> _Exercise goal_
As the lines appear below, please set them down exactly, starting at the first and finishing with the one containing "--vertices whole-pixels".

________________________

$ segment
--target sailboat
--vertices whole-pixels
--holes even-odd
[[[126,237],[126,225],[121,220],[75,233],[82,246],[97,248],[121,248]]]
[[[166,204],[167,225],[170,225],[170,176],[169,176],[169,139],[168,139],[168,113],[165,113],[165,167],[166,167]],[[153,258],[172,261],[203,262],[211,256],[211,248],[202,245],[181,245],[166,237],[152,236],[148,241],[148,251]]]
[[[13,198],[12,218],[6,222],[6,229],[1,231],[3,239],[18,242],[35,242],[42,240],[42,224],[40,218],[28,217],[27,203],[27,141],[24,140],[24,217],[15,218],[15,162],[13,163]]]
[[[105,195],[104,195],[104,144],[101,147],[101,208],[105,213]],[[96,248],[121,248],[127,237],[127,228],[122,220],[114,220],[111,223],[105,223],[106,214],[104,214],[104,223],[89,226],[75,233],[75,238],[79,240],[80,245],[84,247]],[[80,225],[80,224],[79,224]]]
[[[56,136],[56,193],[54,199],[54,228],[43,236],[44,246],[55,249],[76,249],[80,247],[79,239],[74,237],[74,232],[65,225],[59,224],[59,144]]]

________________________

> _Exercise response_
$ segment
--target sailboat
--vertices whole-pixels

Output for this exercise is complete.